**Your assignment:**
The reply should repeat all of the data word for word, with no pictures.

**The data:**
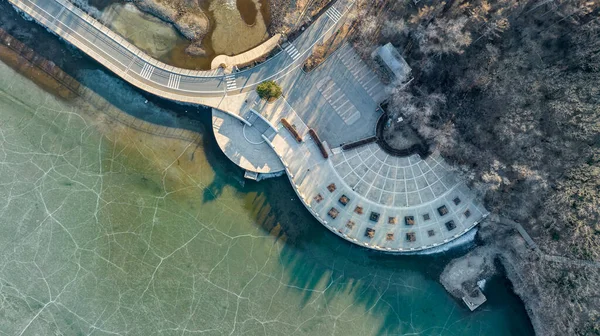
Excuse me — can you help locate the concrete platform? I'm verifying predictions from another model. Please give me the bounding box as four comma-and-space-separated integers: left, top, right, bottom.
212, 109, 284, 174
210, 43, 489, 252
463, 288, 487, 311
211, 34, 282, 70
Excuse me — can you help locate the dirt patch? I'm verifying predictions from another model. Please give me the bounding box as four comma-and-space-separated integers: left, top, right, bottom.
0, 29, 79, 100
102, 3, 180, 58
210, 0, 269, 56
381, 121, 421, 151
303, 20, 353, 72
237, 0, 258, 25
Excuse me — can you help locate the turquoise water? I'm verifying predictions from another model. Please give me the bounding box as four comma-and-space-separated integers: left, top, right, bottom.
0, 4, 534, 334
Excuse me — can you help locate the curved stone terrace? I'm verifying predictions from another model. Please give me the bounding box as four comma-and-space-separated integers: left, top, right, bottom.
213, 106, 488, 252
210, 39, 489, 252
321, 145, 488, 251
212, 108, 284, 174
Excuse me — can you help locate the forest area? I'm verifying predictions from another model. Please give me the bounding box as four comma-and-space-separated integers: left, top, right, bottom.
352, 0, 600, 260
349, 0, 600, 334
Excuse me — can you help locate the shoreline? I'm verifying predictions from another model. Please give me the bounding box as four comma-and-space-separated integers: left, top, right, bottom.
439, 217, 563, 336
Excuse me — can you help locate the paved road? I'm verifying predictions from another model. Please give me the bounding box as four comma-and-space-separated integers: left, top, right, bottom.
8, 0, 353, 100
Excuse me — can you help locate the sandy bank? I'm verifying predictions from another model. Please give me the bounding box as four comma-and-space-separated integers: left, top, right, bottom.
131, 0, 210, 54
210, 0, 269, 56
101, 3, 180, 58
441, 217, 600, 335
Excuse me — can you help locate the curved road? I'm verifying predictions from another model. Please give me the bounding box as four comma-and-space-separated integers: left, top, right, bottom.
9, 0, 354, 104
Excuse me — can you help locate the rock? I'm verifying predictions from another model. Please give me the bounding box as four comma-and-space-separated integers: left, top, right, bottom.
131, 0, 210, 42
440, 244, 498, 299
176, 11, 210, 41
185, 42, 206, 57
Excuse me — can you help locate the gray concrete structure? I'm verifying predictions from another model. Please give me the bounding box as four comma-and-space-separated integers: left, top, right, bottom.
212, 109, 284, 174
211, 43, 488, 252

**Exercise result:**
Excuse me — can you help locate the concrete platform? I'm verifying predictions from another model. Please give me the bounding box as four comma-and-space-separated integers: left, top, right, bottom.
212, 109, 284, 174
210, 43, 489, 252
463, 288, 487, 311
211, 34, 282, 70
Excuse me — can you help locate the dirt patch? I'm verifying predictions from another model. Please give me the bounding box as four comma-and-space-separated integers: left, top, right, bottom.
0, 29, 79, 100
102, 3, 180, 58
210, 0, 269, 56
381, 121, 421, 151
303, 20, 353, 72
237, 0, 258, 25
Excuse me — can you help locate the turquoise water? I'm verifying predictions from another model. Please give me the bounding box as four comma-and-space-separated integers: left, top, right, bottom.
0, 4, 534, 334
Excuse me — can you help locate the curved stone terrace? I'm verifying predictions from another model. Please give me the bounding box as four comma-and-space-separated integers: left, top, right, bottom.
213, 106, 488, 252
210, 39, 489, 252
321, 145, 488, 251
212, 108, 284, 174
Excuse me — can you help locate the forest area? I'm verifying predictions from another model. Please give me the bounding box as four comma-and-space-separated integers: left, top, right, bottom.
352, 0, 600, 260
349, 0, 600, 334
Excuse me — can you help locate the shoreline? I'm verifying predictions from another model. Please give me the bounding box as four comma-and-space-separated integers: left, top, right, bottom.
439, 217, 563, 336
Excuse me — can you help locate the paved road? I'm verifying predictions from another model. Please give me the bounding box as four comma-and-space-separated integers: left, top, right, bottom.
8, 0, 353, 100
Excuse me — can you help locate the sandy bank? I'm verifying predictions from another model. Please give me the bounding box as four comma-and-space-separated integers: left, top, right, bottom.
131, 0, 210, 54
210, 0, 269, 56
101, 3, 180, 58
441, 217, 600, 335
Excuse me — can you help locate the curved road? I'm verifying predictions from another model. Please give me the bounding box as four comma-and-space-separated integers: left, top, right, bottom.
9, 0, 354, 104
Excuse me — can you help locate the rock? I'm verifying predictions from another model. Please give me the bounding box as four comma-and-space-separated integers: left, top, right, bottom.
131, 0, 210, 42
440, 244, 498, 299
176, 11, 210, 41
185, 42, 206, 57
Excuse me — can you help locate the gray concrete structure? I'm verifying predictions from another model. Please give me the bounding box as four comma-and-space-separated integers: left, top, right, bottom.
212, 109, 284, 174
211, 43, 488, 252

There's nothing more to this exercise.